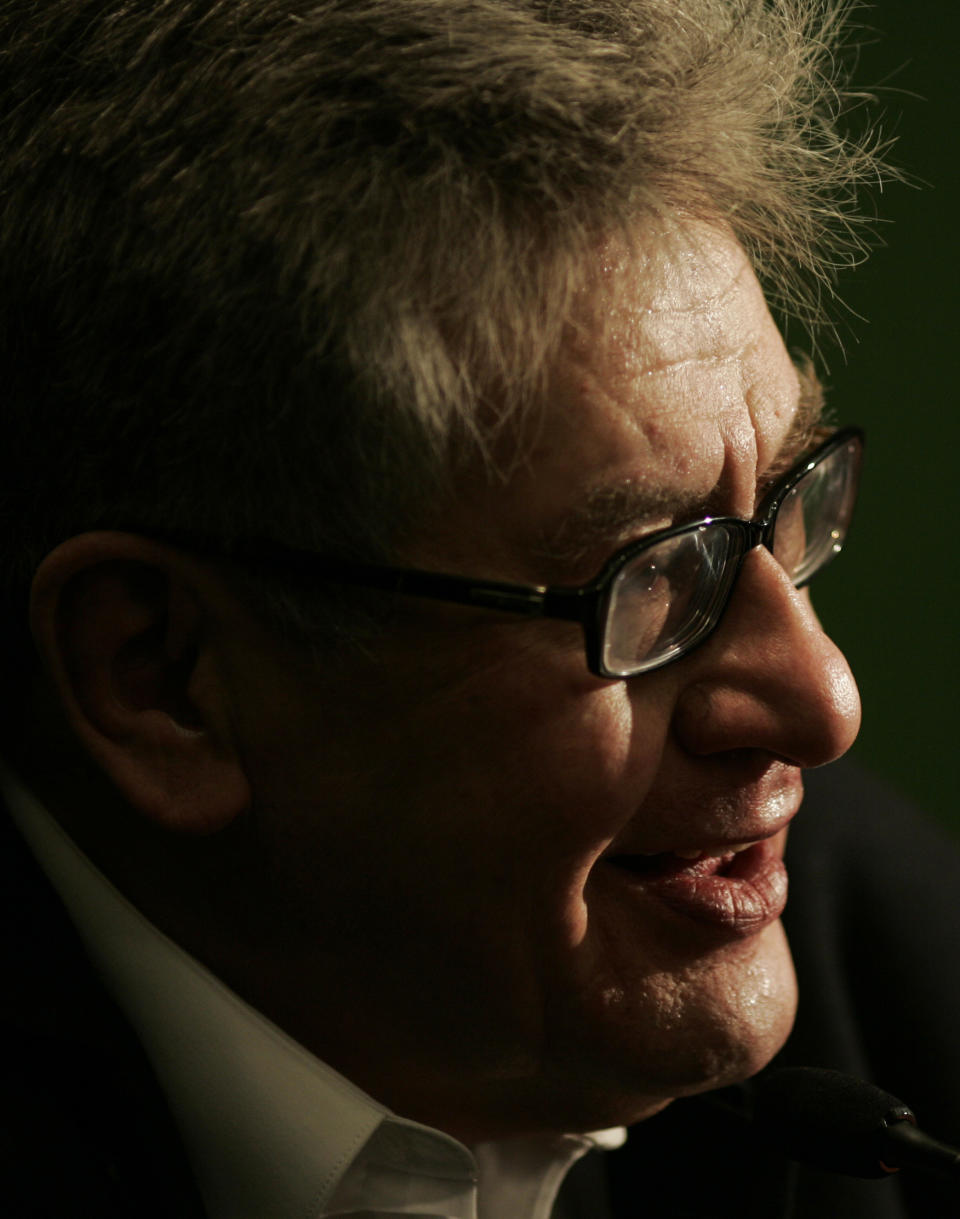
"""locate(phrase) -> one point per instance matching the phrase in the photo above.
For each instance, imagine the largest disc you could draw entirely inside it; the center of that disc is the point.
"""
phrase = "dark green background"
(892, 601)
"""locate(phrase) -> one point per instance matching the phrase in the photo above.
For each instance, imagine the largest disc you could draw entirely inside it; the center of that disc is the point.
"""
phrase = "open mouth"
(691, 863)
(737, 889)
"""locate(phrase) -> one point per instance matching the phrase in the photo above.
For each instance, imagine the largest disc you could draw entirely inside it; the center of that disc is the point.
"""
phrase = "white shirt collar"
(269, 1129)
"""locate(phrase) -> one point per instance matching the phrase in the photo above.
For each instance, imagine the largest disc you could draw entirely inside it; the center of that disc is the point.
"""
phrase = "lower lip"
(747, 894)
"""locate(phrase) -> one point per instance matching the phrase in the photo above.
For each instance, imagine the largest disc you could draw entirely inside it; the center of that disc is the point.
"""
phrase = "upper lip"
(751, 824)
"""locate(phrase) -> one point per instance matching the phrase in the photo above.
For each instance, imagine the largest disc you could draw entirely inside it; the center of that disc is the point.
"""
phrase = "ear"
(123, 628)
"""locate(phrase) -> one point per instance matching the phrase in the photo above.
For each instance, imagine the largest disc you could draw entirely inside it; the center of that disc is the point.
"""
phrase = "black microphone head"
(826, 1119)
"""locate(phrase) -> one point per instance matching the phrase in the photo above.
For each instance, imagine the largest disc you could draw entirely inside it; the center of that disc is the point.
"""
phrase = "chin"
(715, 1023)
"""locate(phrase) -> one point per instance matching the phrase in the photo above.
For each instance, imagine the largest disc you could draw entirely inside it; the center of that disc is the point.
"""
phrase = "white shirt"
(272, 1131)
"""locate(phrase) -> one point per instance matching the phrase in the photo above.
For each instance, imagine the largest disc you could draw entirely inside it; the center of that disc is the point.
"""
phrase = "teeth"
(715, 853)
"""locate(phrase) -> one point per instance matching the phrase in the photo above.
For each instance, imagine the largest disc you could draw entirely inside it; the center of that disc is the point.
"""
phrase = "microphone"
(844, 1125)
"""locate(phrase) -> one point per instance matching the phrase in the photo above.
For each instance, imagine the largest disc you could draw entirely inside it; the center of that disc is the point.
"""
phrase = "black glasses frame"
(585, 604)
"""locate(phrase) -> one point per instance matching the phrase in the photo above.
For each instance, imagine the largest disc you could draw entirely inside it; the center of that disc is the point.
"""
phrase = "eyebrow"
(608, 512)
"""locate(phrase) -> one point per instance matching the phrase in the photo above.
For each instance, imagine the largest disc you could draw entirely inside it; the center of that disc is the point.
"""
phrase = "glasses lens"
(815, 515)
(668, 597)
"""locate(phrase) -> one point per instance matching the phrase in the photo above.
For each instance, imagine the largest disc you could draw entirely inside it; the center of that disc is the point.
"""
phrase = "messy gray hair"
(268, 265)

## ACTION ITEM
Line by line, write out the records above exactly, skipping the pictures.

## WORKED SOLUTION
"""locate(phrase) -> one point per instance matching the phrase in the photo above.
For each instance, imagine the largest disc you could draw entirely inside it; the center of that disc is the point.
"""
phrase = "dark green background"
(892, 601)
"""locate(phrase) -> one point per instance matching the phrase in the photo above.
For each instance, imagine the largest disc you could draw entirely inside it; the center of that disc is the point.
"""
phrase = "open mouth"
(691, 863)
(737, 889)
"""locate(phrase) -> one point per instance matching the phrase in the photo above.
For each instance, imagine the largest disc you could draw entirely inside it; the center of that disc is the point.
"""
phrase = "white shirt collar"
(269, 1129)
"""locate(phrase) -> one point per instance matching the phrase in the photo above.
For each instance, imagine the largest disc you could draw entirely inside it; the center of that disc is the point.
"""
phrase = "lower lip"
(747, 894)
"""locate(phrase) -> one point per instance matching the phrase in the photo above.
For each instance, imagine the largest disc you could draw entirely inside it; the center of that disc is the point.
"""
phrase = "upper lip"
(751, 824)
"""locate(phrase) -> one point per instance matching the phrase in the photo above.
For each instance, imagine the largest disc you could draw entirely inside it; the center of that disc is the point.
"""
phrase = "ear"
(123, 628)
"""locate(phrase) -> one point per instance matching the phrase in the photo above.
For each instance, imagine the largest disc you could draw entirely inside it; the center of that disc is the point.
"""
phrase = "black microphone head"
(826, 1119)
"""locate(phrase) -> one point per instance matching the phrase in the photo above.
For each instance, imagine the largest disc you could draw entirely inside it; the center of that disc is the point.
"""
phrase = "chin"
(715, 1023)
"""locate(phrase) -> one point per instance matching the phrase in the photo above.
For each instance, imagine the largest disc you could draw entirely inside it; the center of that disc is the point.
"""
phrase = "white shirt"
(272, 1131)
"""locate(phrase) -> one point per instance matching the phrase in the photo above.
For each instance, imagine the largest disc you could draw entirely inside it; the center of that disc is the point.
"""
phrase = "teeth"
(715, 853)
"""locate(phrase) -> one point per instance matching the phrase in the photo above.
For each instance, imagine the largest disc you could draw entirely inside it; the center of that disc is the point.
"""
phrase = "microphone"
(844, 1125)
"""locate(phrase) -> one point per instance matching the phrase in the photo above.
For each instance, imagine the largest disc you could draw entirely inside it; the center of that disc is the point.
"""
phrase = "black glasses frame"
(585, 604)
"""locate(phrase) -> one point per instance matching the phrase in the photo above.
For each instance, imagine the largest disc you could draw entirely inside it; the center of that disc is the point.
"""
phrase = "eyebrow"
(608, 512)
"""locate(phrase) -> one point per instance matching the phrase in the photo above.
For each instance, imagine the largest disc you could draw entirely inside it; the center of that disc is the point.
"""
phrase = "glasses lens"
(815, 515)
(668, 597)
"""locate(phrase) -> one point per instance matching the phrase in the photo above.
For each instance, imagine the largest disc you could draw entirely inside it; the center of that disc is the point.
"""
phrase = "messy gray hair"
(268, 265)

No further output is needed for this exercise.